■ **Exercise details**
From the line that includes "mushroom cap, that" to the last line of the data, quote each line precisely; both boundary lines belong in the answer.

■ **Records to use**
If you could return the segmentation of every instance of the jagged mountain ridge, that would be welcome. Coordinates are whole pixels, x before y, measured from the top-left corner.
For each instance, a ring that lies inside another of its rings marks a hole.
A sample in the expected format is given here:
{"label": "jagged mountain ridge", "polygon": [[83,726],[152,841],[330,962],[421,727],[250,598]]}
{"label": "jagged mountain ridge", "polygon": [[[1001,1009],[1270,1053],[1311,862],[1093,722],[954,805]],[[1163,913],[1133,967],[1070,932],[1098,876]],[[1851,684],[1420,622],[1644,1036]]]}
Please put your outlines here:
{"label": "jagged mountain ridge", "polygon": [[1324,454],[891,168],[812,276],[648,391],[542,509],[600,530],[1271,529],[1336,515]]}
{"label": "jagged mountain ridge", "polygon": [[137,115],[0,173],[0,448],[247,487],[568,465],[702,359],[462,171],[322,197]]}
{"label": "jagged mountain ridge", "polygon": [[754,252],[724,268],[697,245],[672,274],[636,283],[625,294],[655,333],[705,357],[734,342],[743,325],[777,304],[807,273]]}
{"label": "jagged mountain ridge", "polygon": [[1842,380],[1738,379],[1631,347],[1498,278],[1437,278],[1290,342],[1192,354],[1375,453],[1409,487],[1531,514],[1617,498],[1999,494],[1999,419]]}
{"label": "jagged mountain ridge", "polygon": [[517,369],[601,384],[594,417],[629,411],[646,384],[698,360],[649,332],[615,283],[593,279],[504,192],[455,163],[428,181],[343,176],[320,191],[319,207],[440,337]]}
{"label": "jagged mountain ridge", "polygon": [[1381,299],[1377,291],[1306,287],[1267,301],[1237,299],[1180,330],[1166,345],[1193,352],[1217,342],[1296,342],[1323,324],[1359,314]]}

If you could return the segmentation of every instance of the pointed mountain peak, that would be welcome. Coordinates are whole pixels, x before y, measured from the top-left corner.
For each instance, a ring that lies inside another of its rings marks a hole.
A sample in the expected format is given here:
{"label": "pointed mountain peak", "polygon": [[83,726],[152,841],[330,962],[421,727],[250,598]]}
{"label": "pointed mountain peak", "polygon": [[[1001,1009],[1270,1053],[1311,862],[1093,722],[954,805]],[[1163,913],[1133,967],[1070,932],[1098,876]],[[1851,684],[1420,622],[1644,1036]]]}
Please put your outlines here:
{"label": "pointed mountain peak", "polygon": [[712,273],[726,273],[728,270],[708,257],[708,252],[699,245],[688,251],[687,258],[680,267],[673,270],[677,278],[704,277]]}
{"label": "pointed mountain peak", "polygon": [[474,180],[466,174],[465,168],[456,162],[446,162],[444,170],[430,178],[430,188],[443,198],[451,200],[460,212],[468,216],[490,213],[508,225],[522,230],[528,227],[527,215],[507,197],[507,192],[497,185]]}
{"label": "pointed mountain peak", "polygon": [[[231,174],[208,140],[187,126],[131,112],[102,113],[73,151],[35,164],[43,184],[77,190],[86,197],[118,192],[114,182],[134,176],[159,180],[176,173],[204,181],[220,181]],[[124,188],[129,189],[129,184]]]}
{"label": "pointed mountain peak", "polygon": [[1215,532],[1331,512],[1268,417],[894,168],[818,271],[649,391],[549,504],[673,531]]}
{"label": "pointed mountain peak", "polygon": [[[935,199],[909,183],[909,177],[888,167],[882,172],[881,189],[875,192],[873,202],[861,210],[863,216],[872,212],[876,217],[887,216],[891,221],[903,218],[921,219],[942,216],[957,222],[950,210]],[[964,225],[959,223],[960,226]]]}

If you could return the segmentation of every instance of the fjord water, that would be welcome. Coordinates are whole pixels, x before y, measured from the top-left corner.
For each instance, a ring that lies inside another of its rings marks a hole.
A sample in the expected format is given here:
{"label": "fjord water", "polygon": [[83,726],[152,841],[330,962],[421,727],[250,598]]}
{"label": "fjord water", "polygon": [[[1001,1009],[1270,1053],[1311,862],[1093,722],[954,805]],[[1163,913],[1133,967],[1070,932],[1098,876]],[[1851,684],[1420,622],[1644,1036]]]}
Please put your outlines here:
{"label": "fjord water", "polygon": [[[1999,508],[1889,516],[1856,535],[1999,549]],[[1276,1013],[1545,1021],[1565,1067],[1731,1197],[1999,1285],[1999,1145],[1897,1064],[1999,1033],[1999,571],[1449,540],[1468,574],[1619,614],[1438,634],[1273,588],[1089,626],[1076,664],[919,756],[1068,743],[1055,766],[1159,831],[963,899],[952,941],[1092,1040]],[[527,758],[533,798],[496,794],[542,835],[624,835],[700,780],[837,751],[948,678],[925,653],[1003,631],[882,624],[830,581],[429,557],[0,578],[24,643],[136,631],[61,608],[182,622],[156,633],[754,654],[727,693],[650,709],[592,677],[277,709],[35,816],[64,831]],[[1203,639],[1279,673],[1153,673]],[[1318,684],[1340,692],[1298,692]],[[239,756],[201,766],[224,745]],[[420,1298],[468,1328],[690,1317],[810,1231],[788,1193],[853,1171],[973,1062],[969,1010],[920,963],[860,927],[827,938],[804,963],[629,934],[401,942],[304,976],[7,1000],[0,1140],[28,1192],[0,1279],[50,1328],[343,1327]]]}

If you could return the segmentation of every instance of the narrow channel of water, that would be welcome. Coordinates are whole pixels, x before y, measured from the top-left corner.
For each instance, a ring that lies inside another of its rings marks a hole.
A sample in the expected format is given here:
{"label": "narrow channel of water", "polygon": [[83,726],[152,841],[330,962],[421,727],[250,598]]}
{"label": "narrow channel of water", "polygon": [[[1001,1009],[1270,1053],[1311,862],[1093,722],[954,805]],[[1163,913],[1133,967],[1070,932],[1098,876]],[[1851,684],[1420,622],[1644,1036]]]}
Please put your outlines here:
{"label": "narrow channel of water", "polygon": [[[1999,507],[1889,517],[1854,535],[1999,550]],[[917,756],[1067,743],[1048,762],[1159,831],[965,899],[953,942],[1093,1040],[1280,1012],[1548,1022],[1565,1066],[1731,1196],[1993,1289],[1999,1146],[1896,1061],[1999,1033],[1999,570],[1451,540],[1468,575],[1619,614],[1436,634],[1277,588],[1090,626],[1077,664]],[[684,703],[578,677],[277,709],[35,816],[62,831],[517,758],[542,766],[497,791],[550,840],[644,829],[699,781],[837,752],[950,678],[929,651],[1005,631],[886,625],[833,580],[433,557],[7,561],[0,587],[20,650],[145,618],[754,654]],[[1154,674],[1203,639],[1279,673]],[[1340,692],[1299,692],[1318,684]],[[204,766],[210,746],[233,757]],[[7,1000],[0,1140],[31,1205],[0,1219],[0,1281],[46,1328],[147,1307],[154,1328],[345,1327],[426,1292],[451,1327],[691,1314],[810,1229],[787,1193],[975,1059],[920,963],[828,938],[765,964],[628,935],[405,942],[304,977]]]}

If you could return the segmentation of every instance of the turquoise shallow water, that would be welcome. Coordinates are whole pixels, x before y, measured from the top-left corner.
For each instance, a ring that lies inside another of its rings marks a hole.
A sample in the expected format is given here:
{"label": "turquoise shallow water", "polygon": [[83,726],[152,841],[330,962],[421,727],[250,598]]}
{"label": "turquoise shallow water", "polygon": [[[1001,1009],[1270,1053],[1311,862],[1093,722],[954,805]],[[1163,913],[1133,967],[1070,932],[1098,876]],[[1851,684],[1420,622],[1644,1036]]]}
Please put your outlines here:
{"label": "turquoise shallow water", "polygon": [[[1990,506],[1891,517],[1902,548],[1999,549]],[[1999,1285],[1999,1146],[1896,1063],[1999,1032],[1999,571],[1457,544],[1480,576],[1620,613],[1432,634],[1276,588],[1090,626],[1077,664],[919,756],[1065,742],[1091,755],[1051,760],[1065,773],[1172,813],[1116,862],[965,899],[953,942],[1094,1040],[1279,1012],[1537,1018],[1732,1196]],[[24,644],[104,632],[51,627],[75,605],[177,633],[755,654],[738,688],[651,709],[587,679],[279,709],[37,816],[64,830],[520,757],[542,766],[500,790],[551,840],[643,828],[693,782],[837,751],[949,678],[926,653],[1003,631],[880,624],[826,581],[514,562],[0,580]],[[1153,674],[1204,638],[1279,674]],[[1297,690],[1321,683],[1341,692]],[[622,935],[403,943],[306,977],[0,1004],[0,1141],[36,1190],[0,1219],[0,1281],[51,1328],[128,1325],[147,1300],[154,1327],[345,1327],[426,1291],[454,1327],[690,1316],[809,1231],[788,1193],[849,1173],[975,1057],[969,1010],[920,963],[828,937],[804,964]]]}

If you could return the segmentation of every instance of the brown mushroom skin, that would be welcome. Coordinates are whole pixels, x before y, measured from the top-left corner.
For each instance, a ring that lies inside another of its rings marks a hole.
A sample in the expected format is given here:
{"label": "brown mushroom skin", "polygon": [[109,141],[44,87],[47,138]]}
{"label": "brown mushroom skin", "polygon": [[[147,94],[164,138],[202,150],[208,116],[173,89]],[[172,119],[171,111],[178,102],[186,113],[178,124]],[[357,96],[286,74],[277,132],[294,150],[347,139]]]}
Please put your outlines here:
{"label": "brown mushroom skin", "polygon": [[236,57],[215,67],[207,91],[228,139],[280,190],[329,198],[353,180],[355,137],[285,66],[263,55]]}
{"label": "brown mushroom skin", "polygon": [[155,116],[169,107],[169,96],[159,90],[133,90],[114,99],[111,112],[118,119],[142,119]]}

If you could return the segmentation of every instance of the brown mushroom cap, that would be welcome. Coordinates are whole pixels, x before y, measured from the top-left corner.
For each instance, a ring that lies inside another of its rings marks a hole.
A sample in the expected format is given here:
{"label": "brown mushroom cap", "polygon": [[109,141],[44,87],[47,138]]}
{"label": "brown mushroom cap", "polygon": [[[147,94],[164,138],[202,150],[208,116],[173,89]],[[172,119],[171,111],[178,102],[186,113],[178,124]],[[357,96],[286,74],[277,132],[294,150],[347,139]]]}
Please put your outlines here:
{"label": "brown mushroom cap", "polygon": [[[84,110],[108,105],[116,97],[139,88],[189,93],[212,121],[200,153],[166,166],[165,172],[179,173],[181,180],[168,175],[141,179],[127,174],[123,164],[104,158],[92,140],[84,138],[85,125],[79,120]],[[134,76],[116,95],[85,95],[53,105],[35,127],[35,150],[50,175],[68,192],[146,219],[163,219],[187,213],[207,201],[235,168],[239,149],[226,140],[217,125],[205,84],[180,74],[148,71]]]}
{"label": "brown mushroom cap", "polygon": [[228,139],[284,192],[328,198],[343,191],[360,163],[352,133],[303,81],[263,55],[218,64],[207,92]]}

■ **Result**
If you could return the segmentation of every instance of the brown mushroom cap, that would be welcome. Coordinates are whole pixels, x before y, measured from the top-left corner.
For each instance, a ring that lies inside another of its rings marks a hole.
A sample in the expected format is given here:
{"label": "brown mushroom cap", "polygon": [[109,141],[44,87],[47,138]]}
{"label": "brown mushroom cap", "polygon": [[[147,94],[164,138],[202,150],[208,116],[173,89]],[[172,119],[171,111],[178,102],[186,113],[178,124]],[[357,96],[286,74],[277,132],[294,150],[347,139]]]}
Please put your outlines here:
{"label": "brown mushroom cap", "polygon": [[[84,110],[108,105],[116,97],[139,88],[189,93],[212,121],[200,153],[166,166],[165,172],[179,173],[181,180],[168,175],[141,179],[127,174],[123,164],[104,158],[92,140],[84,138],[85,125],[79,120]],[[134,76],[116,95],[85,95],[53,105],[35,127],[35,150],[50,175],[68,192],[146,219],[163,219],[187,213],[207,201],[235,168],[239,149],[226,140],[217,125],[205,84],[180,74],[148,71]]]}
{"label": "brown mushroom cap", "polygon": [[228,139],[284,192],[328,198],[343,191],[360,163],[352,133],[303,81],[263,55],[218,64],[207,92]]}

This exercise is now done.